Produce an exact copy of all the records.

# Data supplied
----
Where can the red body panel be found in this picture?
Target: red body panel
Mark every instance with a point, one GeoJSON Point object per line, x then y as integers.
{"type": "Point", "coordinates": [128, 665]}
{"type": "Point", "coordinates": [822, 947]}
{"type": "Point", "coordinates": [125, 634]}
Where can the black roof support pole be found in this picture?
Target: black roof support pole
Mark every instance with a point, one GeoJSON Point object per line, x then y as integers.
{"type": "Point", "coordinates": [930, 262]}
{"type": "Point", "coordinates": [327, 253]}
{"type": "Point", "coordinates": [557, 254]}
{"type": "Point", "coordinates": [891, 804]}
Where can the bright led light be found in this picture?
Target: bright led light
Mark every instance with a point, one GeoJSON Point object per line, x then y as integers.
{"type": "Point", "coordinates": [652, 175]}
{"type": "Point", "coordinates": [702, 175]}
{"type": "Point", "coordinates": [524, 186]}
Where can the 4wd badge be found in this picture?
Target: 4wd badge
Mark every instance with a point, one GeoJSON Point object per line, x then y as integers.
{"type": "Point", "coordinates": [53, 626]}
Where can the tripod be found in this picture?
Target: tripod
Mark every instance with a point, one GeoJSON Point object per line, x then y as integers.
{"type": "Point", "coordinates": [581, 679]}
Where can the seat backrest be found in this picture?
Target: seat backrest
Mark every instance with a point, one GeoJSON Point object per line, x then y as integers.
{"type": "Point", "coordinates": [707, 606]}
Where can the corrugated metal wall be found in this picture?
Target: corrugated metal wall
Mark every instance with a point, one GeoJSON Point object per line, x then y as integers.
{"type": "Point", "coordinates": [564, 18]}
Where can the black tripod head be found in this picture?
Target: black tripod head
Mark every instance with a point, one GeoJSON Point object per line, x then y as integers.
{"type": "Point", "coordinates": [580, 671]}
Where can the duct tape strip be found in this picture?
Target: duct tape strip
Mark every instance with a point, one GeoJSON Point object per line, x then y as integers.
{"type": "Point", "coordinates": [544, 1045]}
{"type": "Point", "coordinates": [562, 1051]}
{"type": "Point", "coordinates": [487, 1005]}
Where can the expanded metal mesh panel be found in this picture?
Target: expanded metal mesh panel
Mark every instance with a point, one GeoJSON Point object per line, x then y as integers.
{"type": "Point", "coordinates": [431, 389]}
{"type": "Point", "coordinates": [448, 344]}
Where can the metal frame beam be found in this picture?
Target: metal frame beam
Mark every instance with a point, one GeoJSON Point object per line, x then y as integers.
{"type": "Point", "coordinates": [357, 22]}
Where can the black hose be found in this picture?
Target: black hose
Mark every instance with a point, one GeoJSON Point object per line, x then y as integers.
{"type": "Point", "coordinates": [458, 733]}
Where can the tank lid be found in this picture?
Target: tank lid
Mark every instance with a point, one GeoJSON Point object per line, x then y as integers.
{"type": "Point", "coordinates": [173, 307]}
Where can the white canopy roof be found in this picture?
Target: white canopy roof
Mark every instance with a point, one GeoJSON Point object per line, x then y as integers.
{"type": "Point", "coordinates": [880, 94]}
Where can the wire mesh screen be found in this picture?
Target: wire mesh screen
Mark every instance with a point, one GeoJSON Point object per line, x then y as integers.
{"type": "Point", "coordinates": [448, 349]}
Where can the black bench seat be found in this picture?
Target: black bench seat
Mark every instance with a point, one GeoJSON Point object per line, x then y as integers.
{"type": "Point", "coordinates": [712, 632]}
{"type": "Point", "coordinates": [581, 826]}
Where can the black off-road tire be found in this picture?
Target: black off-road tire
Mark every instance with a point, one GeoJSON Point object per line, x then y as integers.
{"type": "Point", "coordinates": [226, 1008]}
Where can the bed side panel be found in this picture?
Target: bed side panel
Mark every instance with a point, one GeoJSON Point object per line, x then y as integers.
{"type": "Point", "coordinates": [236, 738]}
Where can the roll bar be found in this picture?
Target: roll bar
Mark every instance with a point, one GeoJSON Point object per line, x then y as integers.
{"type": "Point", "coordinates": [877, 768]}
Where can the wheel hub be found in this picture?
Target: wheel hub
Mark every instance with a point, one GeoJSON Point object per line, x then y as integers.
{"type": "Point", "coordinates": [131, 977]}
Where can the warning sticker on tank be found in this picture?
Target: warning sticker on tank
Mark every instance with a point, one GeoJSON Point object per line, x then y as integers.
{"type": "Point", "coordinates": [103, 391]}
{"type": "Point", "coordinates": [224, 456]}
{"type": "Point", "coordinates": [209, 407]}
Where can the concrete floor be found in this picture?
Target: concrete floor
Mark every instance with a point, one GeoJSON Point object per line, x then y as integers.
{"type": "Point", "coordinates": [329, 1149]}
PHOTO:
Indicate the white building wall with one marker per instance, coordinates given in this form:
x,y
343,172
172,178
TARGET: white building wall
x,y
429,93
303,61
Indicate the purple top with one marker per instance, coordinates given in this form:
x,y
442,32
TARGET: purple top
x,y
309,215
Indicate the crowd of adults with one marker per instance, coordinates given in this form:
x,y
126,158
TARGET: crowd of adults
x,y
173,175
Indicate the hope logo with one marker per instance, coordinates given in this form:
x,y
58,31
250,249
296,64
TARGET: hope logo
----
# Finished answer
Where can the red body panel be found in this picture?
Target: red body panel
Mark every instance with a point, one GeoJSON Point object per line, x then y as integers.
{"type": "Point", "coordinates": [128, 665]}
{"type": "Point", "coordinates": [822, 947]}
{"type": "Point", "coordinates": [125, 634]}
Where can the black roof support pole be found in this picture?
Target: black roof support pole
Mark every instance with a point, one GeoJSON Point object per line, x then y as integers.
{"type": "Point", "coordinates": [930, 262]}
{"type": "Point", "coordinates": [327, 253]}
{"type": "Point", "coordinates": [557, 254]}
{"type": "Point", "coordinates": [891, 804]}
Where can the bright led light be found in this picture?
Target: bright led light
Mark every instance with a point, one GeoJSON Point object per line, x then y as integers.
{"type": "Point", "coordinates": [652, 175]}
{"type": "Point", "coordinates": [702, 175]}
{"type": "Point", "coordinates": [524, 186]}
Where can the 4wd badge be found in this picture?
Target: 4wd badge
Mark every instance with a point, one GeoJSON Point object per line, x then y as integers.
{"type": "Point", "coordinates": [53, 626]}
Where can the tripod be found in this picture?
Target: tripod
Mark every instance with a point, one GeoJSON Point object per line, x then y as integers.
{"type": "Point", "coordinates": [581, 679]}
Where can the seat backrest be found in this picture?
Target: seat backrest
Mark every instance with a point, one GeoJSON Point object per line, x then y as integers.
{"type": "Point", "coordinates": [707, 606]}
Where can the corrugated metal wall be found in this picture?
Target: corrugated metal wall
Mark every instance with a point, one GeoJSON Point object per line, x then y as integers.
{"type": "Point", "coordinates": [564, 18]}
Where can the black tripod head be found in this picture?
Target: black tripod head
Mark every instance with a point, one GeoJSON Point object per line, x then y as integers.
{"type": "Point", "coordinates": [580, 671]}
Where can the duct tape strip be found in this picture?
Target: duct tape strip
Mark every instance with a point, one GeoJSON Point object per line, x then y as integers.
{"type": "Point", "coordinates": [544, 1045]}
{"type": "Point", "coordinates": [562, 1051]}
{"type": "Point", "coordinates": [487, 1005]}
Where can the expanded metal mesh panel be found in this picture?
Target: expanded metal mesh panel
Mark every instance with a point, one GeoJSON Point object per line, x then y as integers.
{"type": "Point", "coordinates": [431, 389]}
{"type": "Point", "coordinates": [448, 344]}
Where can the metal frame beam be found in this picture?
Target: metal frame beam
Mark every instance with a point, one GeoJSON Point object per line, x then y as integers.
{"type": "Point", "coordinates": [357, 22]}
Where can the black hose be found in this picture?
Target: black hose
Mark every instance with a point, one GeoJSON Point object per line, x then y as integers.
{"type": "Point", "coordinates": [458, 733]}
Where can the tank lid be found in this picture?
Target: tank lid
Mark every instance with a point, one GeoJSON Point object per line, x then y as integers.
{"type": "Point", "coordinates": [173, 307]}
Where can the white canopy roof be found in this picture?
Target: white canopy roof
Mark every instance with a point, one GeoJSON Point object per line, x then y as integers.
{"type": "Point", "coordinates": [880, 94]}
Where can the wire mesh screen be found in this picture?
Target: wire mesh screen
Mark every instance with a point, one GeoJSON Point object per line, x then y as integers.
{"type": "Point", "coordinates": [448, 349]}
Where can the black bench seat be found in this picture?
Target: black bench seat
Mark every instance with a point, one GeoJSON Point object per line, x then y as integers.
{"type": "Point", "coordinates": [712, 632]}
{"type": "Point", "coordinates": [581, 826]}
Where can the black off-road tire be found in this picture?
Target: black off-road tire
Mark every instance with a point, one GeoJSON Point object per line, x then y as integers.
{"type": "Point", "coordinates": [226, 1008]}
Where can the bed side panel be found in this picture?
Target: bed side panel
Mark every instance with a point, one GeoJSON Point object per line, x then y as integers.
{"type": "Point", "coordinates": [236, 738]}
Where can the roll bar be found in this picture?
Target: roll bar
Mark every instance with a point, one GeoJSON Point object per line, x then y as integers.
{"type": "Point", "coordinates": [877, 768]}
Where can the wheel hub be found in this picture?
Target: wheel hub
Mark every instance with a point, one GeoJSON Point object per line, x then y as integers.
{"type": "Point", "coordinates": [131, 977]}
Where can the warning sticker on tank be found in this picture?
Target: warning sticker on tank
Mark every instance with a point, one GeoJSON Point object per line, x then y as integers.
{"type": "Point", "coordinates": [103, 391]}
{"type": "Point", "coordinates": [224, 456]}
{"type": "Point", "coordinates": [209, 407]}
Where can the concrete floor be found in this picture?
Target: concrete floor
Mark every instance with a point, one GeoJSON Point object per line, x then y as integers.
{"type": "Point", "coordinates": [329, 1149]}
PHOTO:
Indicate the white building wall with one marker per instance, coordinates given in this form:
x,y
343,172
172,178
TARGET: white building wall
x,y
429,93
303,61
Indicate the purple top with one marker per instance, coordinates given in this form:
x,y
442,32
TARGET: purple top
x,y
309,215
Indicate the crowd of adults with one marker per instance, coordinates given in this form:
x,y
126,158
TARGET: crowd of adults
x,y
173,175
Indicate the hope logo with one marker per instance, coordinates given in this form:
x,y
58,31
250,249
296,64
TARGET: hope logo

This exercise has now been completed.